Update the lines below, changing each occurrence of "Target" to "Object" and keeping everything else the same.

[Begin]

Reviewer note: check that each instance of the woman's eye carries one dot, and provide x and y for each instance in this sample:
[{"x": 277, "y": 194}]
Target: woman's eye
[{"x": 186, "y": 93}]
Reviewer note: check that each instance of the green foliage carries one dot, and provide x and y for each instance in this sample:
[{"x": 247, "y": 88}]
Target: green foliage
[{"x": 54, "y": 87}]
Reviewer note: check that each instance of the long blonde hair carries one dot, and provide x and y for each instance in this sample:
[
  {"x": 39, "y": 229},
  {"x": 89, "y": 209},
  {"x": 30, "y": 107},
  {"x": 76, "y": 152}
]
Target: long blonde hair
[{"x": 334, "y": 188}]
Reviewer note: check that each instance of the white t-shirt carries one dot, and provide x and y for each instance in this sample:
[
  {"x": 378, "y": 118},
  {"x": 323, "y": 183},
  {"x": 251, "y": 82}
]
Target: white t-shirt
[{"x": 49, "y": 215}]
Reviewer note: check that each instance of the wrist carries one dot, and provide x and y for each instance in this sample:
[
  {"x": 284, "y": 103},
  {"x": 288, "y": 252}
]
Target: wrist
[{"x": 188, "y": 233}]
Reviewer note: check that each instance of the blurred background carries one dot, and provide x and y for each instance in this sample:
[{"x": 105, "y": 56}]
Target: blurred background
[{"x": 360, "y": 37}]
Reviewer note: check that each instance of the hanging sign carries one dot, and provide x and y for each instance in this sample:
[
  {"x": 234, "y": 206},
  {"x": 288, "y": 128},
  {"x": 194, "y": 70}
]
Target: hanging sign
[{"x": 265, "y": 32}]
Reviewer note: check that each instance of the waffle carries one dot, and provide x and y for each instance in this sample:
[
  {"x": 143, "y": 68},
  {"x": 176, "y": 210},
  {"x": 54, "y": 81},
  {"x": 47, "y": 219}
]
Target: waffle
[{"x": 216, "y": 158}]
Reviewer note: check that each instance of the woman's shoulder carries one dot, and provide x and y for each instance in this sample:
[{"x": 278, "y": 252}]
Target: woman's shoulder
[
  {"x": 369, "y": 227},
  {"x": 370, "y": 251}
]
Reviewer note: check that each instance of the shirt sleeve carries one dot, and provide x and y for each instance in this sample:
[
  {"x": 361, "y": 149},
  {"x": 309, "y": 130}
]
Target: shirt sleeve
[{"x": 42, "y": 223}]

[End]

> _OUTPUT OF THE EXERCISE_
Reviewer note: check that each instance of the woman's eye carries one dot, and provide x and y for each instance in this sample:
[{"x": 277, "y": 194}]
Object: woman's eye
[{"x": 186, "y": 93}]
Reviewer note: check that each instance of the green foliage carries one dot, and provide x and y for each instance in this sample:
[{"x": 247, "y": 88}]
Object: green foliage
[{"x": 54, "y": 87}]
Reviewer note: check that each instance of the long blonde hair carries one dot, and provide x and y for each instance in this sample:
[
  {"x": 39, "y": 229},
  {"x": 89, "y": 209},
  {"x": 30, "y": 107},
  {"x": 76, "y": 152}
]
Object: long blonde hair
[{"x": 334, "y": 188}]
Reviewer note: check that each instance of the white t-shirt carries one dot, and provide x and y for each instance in this sample:
[
  {"x": 378, "y": 118},
  {"x": 323, "y": 183},
  {"x": 251, "y": 82}
]
Object: white t-shirt
[{"x": 49, "y": 215}]
Reviewer note: check that each instance of the wrist carries one dot, and provide x and y for each instance in this sample:
[
  {"x": 284, "y": 103},
  {"x": 288, "y": 252}
]
Object: wrist
[{"x": 188, "y": 233}]
Reviewer note: check that each instance of the blurred background carries one dot, and provide x and y for each instance in this sample:
[{"x": 105, "y": 56}]
Object: blurred background
[{"x": 360, "y": 37}]
Reviewer note: check that each instance of the hanging sign carries one dot, and provide x and y for each instance in this sample:
[
  {"x": 234, "y": 206},
  {"x": 288, "y": 128},
  {"x": 194, "y": 70}
]
Object: hanging sign
[{"x": 265, "y": 32}]
Reviewer note: check that each instance of the waffle carries one dot, and provide x and y for each instance in this sample:
[
  {"x": 143, "y": 68},
  {"x": 176, "y": 210},
  {"x": 54, "y": 81},
  {"x": 47, "y": 219}
]
Object: waffle
[{"x": 216, "y": 158}]
Reviewer note: check that each instance of the woman's shoulder carries one dot, and provide x and y for each instance in this sample:
[{"x": 278, "y": 252}]
Object: woman's shoulder
[
  {"x": 369, "y": 227},
  {"x": 370, "y": 251}
]
Reviewer note: check that each instance of the shirt sleeve carries one dot, and provide x and y for each instance in this sample:
[
  {"x": 361, "y": 149},
  {"x": 309, "y": 130}
]
Object: shirt sleeve
[{"x": 42, "y": 223}]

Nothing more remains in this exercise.